▶ **TASK PROMPT**
From the interview about CUET below, copy out word for word the passage starting with "I can say that" and going on through "for high marks/grades.".

━━━━━ SOURCE DOCUMENT ━━━━━

With the delay in entrance tests, the introduction of CUET and of course, the pandemic, this academic year is seeing a lot of delays and students are going through a lot. What would be your message to them in circumstances like these?
Apart from everything else, in the last two years, our children in Classes XI and XII have had to face uncertainty with respect to syllabus, pedagogy and examination. It has been very stressful for them because this is the stage when they start planning to join college.
I can say that a very chaotic implementation of CUET has added to the already existing stress and uncertainty. My message to our students in the midst of this situation and the ones who will be here in subsequent years is to prepare for life and not for any particular exam, your life preparation will enable you to take any exam and clear it successfully.
Also, my message to decision-makers is: Please ask yourself if CUET is the remedy to the problem you are trying to solve. One single exam as a gateway to higher educational institutions, whether it is Boards or entrance tests, will not be able to curb coaching culture or the race for high marks/grades.
The remedy lies in having a series of assessments at different stages of a child’s entire schooling journey and using that data to facilitate the transition from school to college based on the child’s interest and aptitude.
India wants to be a 'Vishwaguru'. What are a few immediate and long-term steps that we need to take to ensure that this dream translates into reality?

━━━━━ MATERIAL SUPPLIED ━━━━━

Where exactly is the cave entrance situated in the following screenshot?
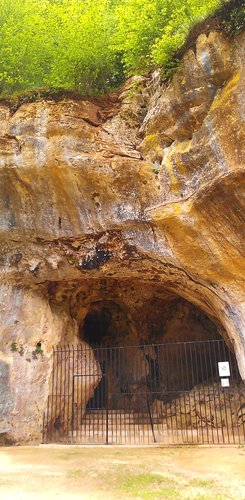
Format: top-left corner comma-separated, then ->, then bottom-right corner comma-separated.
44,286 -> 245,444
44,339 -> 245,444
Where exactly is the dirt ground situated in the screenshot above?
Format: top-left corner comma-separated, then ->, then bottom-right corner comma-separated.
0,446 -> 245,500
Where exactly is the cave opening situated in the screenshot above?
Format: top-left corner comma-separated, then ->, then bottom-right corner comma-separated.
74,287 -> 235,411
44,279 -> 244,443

━━━━━
━━━━━ MATERIAL SUPPLIED ━━━━━

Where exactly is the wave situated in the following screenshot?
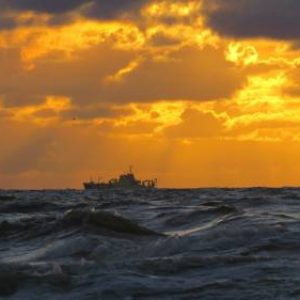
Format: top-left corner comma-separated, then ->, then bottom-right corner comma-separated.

━━━━━
━━━━━ MATERIAL SUPPLIED ━━━━━

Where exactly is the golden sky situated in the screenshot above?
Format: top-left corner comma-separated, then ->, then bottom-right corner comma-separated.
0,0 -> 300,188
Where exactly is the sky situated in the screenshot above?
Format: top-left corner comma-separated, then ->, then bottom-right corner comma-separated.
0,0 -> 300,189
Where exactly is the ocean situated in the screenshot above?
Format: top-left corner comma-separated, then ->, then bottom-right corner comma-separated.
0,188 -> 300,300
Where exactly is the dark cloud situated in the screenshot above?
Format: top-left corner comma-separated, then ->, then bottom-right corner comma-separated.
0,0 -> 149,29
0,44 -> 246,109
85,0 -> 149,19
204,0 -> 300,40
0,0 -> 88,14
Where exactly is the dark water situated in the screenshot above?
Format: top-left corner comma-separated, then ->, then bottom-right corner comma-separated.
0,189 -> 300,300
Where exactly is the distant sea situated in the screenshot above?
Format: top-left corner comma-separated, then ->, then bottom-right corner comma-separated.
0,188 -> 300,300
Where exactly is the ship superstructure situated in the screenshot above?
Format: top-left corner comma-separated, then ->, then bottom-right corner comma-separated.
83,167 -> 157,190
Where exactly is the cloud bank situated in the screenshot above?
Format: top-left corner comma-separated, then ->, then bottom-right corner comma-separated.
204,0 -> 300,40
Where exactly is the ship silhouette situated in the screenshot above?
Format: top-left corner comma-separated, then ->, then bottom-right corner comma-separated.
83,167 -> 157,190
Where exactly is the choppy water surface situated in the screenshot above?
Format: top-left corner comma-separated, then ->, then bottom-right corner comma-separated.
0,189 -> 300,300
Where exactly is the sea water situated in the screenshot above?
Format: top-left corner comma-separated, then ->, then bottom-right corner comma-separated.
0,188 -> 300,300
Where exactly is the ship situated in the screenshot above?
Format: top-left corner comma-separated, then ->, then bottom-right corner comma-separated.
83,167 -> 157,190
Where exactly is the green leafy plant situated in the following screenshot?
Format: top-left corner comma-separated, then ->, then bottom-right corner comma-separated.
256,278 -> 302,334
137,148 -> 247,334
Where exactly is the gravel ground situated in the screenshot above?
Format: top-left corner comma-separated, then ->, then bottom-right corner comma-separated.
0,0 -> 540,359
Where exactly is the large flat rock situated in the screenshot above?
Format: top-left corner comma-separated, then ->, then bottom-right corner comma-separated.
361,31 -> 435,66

━━━━━

▶ **REPLY**
I can say that a very chaotic implementation of CUET has added to the already existing stress and uncertainty. My message to our students in the midst of this situation and the ones who will be here in subsequent years is to prepare for life and not for any particular exam, your life preparation will enable you to take any exam and clear it successfully.
Also, my message to decision-makers is: Please ask yourself if CUET is the remedy to the problem you are trying to solve. One single exam as a gateway to higher educational institutions, whether it is Boards or entrance tests, will not be able to curb coaching culture or the race for high marks/grades.